== TRECHO CITADO

Elas entraram na história não é de hoje. Também não é de
agora que elas estão envoltas em projetos de poder político com roupagem religiosa.
Conta história que, no informe Albuquerque de 1514, antes
mesmo que os descobrimentos continentais feitos por espanholes e portugueses
tivessem atraído a maior parte dos colonos, Espanha destinou um milhar de
espanhóis quando só restavam 29.000 indígenas, demonstrando que os anos
primeiros foram terríveis na mortandade dos nativos. Georg Friederici em seu
livro “Caracter del Descubrimiento y la Conquista de America” (Fondo de Cultura
Económica, Mexico, 1987, pg. 397) relata que o cortar das mãos aos prisioneiros
de guerra (nativos) e obrigá-los a sair correndo, era uma crueldade que se
praticava na Espanha antes do descobrimento da América. Na América os espanhóis
fizeram uso destes recursos com uma crueldade ainda mais espantosa, Depois de
cortar as mãos e os pés dos homens e os seios das mulheres, eles os obrigavam a
arrastar-se ou andar até que morressem por esgotamento sanguíneo. Era um
espetáculo que propiciavam aos demais para infundir o terror.

====
== DADOS REGISTRADOS

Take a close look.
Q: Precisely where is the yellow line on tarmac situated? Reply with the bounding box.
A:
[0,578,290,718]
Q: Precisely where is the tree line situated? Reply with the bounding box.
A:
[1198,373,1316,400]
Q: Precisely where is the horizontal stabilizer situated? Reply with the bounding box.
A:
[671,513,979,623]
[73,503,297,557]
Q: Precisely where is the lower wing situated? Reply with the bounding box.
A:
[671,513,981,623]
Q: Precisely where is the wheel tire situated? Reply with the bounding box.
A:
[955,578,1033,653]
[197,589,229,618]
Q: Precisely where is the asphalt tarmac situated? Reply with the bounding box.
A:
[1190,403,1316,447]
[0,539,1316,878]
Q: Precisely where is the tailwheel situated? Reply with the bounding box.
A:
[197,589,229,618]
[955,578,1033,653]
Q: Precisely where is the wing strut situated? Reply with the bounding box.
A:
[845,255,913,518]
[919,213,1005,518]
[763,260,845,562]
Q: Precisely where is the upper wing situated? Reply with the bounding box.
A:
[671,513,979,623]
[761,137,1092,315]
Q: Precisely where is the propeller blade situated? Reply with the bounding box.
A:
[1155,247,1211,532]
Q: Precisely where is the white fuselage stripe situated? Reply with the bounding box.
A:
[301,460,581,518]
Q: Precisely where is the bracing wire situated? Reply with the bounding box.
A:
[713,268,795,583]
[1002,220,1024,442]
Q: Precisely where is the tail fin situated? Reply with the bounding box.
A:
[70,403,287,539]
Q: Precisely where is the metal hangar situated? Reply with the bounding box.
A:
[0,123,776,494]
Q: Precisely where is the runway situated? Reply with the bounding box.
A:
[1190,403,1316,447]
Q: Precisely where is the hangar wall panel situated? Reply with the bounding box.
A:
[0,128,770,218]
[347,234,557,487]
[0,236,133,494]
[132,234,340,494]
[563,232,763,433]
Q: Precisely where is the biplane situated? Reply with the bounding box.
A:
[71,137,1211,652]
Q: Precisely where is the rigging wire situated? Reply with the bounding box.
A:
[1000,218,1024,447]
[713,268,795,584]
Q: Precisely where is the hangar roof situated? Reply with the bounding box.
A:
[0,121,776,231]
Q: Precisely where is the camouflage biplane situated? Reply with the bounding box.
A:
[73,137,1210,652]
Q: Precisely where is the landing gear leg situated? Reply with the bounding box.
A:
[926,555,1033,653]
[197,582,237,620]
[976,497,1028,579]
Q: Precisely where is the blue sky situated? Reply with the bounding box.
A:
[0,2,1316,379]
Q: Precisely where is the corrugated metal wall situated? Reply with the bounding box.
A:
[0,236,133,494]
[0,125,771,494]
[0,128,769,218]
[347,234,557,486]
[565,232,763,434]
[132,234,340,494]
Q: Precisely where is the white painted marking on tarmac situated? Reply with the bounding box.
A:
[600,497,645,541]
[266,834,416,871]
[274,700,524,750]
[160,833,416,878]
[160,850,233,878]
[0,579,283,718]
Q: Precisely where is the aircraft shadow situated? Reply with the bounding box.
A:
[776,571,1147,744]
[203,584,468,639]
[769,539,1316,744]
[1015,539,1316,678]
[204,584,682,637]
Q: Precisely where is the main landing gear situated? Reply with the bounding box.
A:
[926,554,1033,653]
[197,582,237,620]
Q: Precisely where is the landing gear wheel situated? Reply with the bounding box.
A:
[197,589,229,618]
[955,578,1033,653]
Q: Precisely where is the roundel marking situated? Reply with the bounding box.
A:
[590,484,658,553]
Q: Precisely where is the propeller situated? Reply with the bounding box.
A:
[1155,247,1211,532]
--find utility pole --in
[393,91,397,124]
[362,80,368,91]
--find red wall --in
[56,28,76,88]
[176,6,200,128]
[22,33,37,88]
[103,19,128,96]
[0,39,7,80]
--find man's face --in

====

▶ **TAREFA**:
Continue o trecho sobre a crueldade dos conquistadores espanhóis na América a partir da última frase dele. Não é preciso consultar as entradas.

▶ **RESPOSTA**:
Cieza de León em sua obra “Guerra de Añaquito”, citado pelo
mesmo autor antes mencionado, afirma que “os piores exemplos da pavorosa e
desalmada crueldade e da contextura moral dos conquistadores nos brinda ... no
campo de batalha de Añaquito, onde o licenciado Benito Juarez de Carbajal, como
uma hiena sedenta de sangue, estava em busca do representante do monarca
Carlos, o vice-rei Blasco Nuñes de Vela. Encontrou, por fim, o ancião
dignatário ferido, mas não mortalmente e ainda em estada de consciência. Ele o
cobriu de impropérios e teria cortado pessoalmente a sua cabeça se seu
acompanhante, Pedro de Puelles, não o tivesse alertado da infâmia de tal ação.”
Conta a história de Blasco Nuñes obrigou a seu escravo a cortar cabeça ao vice-rei,
tomou-a pelas barbas e saiu caminho afora levando o troféu e apresentando-o a
todos quantos encontrava.
No “Arquivo Geral da Índias” se lê que “muita da prata que
se tira daqui para esses reinos é beneficiada com o sangue dos índios e vai
envolta em suas peles” (Dussel, Henrique. Caminhos da Libertação Latino
Americana, Ed. Paulinas, 1989, pg.59).
Bartolomé de la Casas, dominicano e voz profética de denúncia
dos desvarios da corte espanhola, afirmou que “a causa foi a cobiça e ambição
insaciáveis que possuíam, que foram as maiores que podem existir no mundo ...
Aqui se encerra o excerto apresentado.